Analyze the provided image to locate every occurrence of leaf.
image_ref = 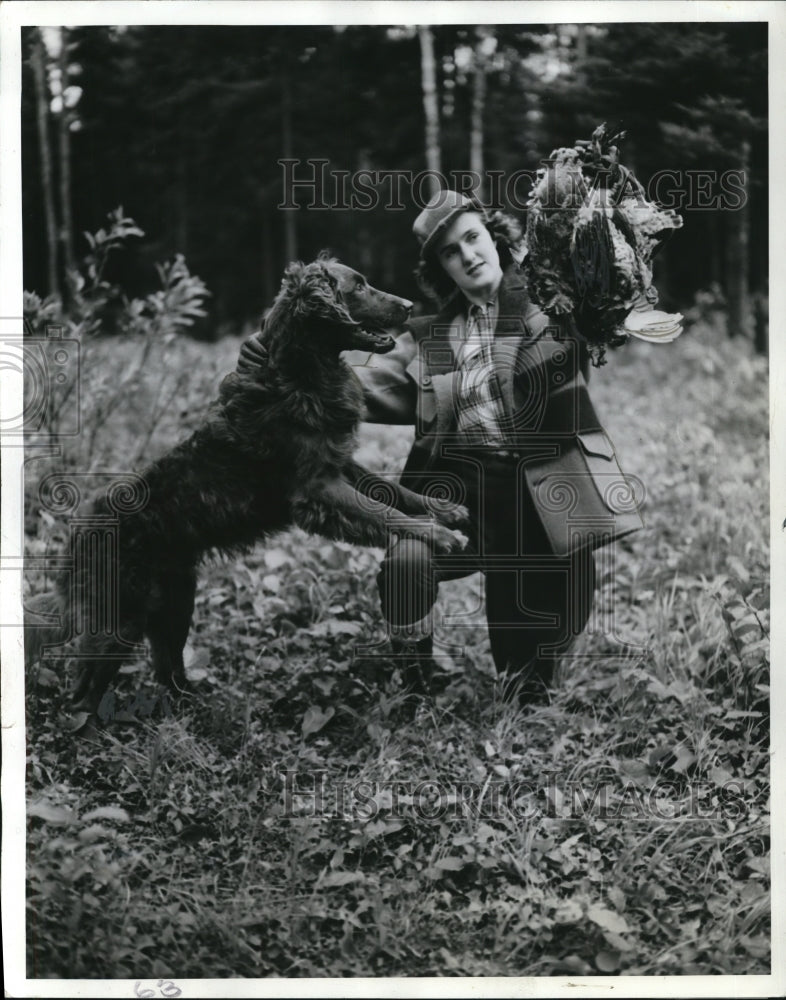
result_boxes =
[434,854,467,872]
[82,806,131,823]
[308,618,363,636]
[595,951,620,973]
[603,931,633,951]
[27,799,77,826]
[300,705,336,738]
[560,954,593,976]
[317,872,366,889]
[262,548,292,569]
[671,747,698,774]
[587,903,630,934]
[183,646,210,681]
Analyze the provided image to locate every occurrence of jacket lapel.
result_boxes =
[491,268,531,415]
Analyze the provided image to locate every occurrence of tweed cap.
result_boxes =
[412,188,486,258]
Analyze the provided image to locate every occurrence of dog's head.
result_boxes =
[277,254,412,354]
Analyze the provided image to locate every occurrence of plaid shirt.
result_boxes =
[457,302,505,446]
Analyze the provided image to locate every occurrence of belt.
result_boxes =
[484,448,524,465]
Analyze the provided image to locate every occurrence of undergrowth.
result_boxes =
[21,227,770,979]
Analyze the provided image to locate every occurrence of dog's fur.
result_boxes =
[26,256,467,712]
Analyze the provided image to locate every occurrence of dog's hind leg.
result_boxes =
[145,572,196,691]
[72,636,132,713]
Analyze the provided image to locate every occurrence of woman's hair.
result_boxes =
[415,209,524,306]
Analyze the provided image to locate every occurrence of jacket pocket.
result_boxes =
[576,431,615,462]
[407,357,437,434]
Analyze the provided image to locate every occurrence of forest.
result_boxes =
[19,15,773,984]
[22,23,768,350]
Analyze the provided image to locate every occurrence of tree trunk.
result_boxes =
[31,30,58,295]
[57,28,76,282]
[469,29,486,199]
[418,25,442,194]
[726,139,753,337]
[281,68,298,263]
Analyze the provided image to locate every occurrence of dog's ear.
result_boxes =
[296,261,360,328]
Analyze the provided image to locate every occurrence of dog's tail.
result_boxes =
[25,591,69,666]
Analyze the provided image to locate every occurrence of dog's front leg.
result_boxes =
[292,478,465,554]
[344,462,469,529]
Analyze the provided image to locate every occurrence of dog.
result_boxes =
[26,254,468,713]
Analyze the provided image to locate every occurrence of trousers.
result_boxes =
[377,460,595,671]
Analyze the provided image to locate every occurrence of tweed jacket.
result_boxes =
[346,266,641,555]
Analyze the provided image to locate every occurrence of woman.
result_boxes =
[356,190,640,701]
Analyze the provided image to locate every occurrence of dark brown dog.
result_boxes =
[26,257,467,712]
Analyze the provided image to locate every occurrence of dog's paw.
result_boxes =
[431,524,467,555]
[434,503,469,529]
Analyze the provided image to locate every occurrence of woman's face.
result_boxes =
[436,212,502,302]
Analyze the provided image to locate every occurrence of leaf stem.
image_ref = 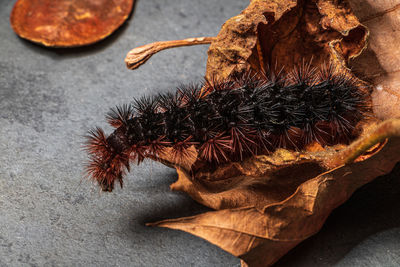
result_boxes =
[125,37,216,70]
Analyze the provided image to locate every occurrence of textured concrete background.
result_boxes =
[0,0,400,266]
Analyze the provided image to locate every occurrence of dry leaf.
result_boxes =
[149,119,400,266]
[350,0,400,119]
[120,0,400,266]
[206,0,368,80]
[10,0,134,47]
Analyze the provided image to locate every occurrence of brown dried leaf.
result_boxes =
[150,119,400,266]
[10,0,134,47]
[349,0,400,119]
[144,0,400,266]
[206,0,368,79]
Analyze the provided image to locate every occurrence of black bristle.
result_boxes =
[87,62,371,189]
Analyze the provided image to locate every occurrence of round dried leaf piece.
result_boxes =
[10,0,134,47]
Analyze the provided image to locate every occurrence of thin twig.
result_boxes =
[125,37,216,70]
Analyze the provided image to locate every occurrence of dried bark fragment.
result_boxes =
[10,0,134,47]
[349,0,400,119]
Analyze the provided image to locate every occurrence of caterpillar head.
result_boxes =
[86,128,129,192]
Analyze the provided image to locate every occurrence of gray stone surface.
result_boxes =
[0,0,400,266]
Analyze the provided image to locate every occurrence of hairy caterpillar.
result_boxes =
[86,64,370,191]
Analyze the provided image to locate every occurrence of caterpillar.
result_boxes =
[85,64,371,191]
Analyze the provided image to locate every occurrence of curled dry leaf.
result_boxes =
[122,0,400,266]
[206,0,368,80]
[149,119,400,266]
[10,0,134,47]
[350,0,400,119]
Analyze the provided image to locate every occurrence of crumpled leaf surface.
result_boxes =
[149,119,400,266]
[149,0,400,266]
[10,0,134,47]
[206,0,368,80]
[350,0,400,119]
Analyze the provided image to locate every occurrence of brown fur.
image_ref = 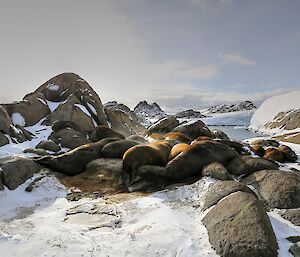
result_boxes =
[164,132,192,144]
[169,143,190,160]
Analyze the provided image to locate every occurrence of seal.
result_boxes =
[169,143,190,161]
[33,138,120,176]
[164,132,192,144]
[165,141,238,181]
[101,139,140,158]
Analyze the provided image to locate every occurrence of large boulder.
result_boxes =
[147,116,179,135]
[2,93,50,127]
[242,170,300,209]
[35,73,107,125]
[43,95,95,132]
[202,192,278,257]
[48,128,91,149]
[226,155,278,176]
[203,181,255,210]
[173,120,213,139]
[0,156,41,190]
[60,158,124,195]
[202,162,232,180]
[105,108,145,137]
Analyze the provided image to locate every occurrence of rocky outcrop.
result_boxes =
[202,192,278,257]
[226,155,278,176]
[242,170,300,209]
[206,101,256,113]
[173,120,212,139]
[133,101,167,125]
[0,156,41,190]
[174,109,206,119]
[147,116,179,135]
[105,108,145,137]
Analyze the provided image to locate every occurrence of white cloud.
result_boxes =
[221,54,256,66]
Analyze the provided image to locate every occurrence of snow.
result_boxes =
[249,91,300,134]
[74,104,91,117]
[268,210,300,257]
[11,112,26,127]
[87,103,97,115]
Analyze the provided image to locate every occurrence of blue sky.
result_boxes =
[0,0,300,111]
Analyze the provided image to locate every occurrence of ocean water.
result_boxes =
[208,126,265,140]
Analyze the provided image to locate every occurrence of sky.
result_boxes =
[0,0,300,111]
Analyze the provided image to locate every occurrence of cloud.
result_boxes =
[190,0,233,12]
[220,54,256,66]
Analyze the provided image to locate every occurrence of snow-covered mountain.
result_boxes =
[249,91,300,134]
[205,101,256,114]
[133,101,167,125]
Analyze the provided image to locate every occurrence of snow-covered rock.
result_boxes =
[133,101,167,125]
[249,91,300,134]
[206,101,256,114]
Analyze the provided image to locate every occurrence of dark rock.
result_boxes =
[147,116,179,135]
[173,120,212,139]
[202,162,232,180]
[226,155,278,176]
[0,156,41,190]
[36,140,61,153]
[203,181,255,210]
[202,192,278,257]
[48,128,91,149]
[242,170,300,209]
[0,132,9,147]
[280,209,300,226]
==================================================
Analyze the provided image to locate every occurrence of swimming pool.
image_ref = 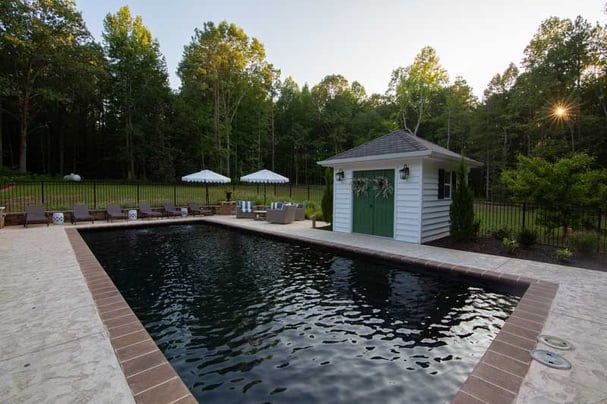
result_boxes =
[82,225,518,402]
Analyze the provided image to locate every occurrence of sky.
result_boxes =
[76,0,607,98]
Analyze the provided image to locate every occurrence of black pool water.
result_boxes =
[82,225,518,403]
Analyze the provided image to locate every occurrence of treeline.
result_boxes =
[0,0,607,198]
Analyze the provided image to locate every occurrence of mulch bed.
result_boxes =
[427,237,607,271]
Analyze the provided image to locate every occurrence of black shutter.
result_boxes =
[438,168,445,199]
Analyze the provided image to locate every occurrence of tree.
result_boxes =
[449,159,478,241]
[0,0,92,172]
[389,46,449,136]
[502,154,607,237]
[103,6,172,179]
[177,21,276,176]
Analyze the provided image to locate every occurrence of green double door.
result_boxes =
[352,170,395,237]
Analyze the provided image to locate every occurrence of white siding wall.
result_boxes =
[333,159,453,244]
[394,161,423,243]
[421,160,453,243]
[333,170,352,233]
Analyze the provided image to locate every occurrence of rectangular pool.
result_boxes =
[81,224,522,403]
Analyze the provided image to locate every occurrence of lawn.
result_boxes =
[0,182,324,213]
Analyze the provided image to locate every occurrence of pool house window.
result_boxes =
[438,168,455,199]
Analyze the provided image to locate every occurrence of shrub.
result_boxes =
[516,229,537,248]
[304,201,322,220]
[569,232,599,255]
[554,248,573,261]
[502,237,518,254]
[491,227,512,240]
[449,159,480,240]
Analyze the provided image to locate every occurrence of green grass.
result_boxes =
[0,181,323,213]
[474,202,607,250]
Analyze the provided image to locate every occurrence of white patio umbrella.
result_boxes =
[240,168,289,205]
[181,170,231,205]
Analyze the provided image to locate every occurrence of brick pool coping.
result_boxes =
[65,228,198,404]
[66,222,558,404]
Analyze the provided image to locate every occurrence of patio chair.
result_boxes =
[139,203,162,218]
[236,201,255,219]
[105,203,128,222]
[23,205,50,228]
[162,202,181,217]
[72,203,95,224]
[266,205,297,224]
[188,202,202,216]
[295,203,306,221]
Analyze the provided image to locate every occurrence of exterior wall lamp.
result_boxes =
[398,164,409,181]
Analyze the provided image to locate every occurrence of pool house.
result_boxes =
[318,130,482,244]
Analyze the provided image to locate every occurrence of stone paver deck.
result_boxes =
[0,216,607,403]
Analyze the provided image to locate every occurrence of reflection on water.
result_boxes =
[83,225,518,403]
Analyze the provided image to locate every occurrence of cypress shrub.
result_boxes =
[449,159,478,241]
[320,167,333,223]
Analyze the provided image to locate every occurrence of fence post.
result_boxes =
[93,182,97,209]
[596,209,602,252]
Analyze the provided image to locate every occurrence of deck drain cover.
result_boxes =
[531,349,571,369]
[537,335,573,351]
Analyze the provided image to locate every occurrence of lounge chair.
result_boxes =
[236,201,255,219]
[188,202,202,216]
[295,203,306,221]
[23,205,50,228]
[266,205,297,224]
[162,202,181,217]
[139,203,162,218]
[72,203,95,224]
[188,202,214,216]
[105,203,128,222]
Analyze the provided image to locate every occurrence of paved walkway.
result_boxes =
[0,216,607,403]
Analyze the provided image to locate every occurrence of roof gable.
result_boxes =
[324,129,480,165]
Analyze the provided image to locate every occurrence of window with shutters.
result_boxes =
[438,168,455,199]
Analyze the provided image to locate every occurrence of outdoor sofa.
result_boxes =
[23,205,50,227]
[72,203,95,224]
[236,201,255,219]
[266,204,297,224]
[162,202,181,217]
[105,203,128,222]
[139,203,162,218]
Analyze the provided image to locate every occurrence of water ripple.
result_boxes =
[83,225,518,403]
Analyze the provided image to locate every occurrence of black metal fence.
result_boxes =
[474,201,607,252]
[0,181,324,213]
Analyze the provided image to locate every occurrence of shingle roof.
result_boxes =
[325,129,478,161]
==================================================
=== Aim ===
Rewrite the stretch from the line containing "Analyze the provided image to locate every occurrence of forest." through the line containing "[377,460,595,671]", putting "tree stem" in place of "tree trunk" and keeping everything else as is.

=== Solution for this exercise ===
Analyze the provided image to locate every occurrence of forest.
result_boxes =
[19,15,773,984]
[22,23,768,350]
Analyze the provided image to locate every occurrence of tree stem.
result_boxes =
[31,30,58,295]
[57,28,76,282]
[469,29,486,199]
[418,25,442,194]
[726,139,753,337]
[281,68,298,263]
Analyze the provided image to locate every occurrence of dog's ear.
result_boxes =
[296,261,360,328]
Analyze the provided image to locate every occurrence of dog's tail.
result_boxes =
[25,591,69,666]
Analyze the provided image to locate every occurrence of dog's front leg.
result_boxes =
[292,478,465,554]
[344,462,469,529]
Analyze the provided image to locate every occurrence of dog.
result_boxes =
[26,254,468,713]
Analyze the provided image to locate every occurrence of trousers.
result_boxes =
[377,460,595,671]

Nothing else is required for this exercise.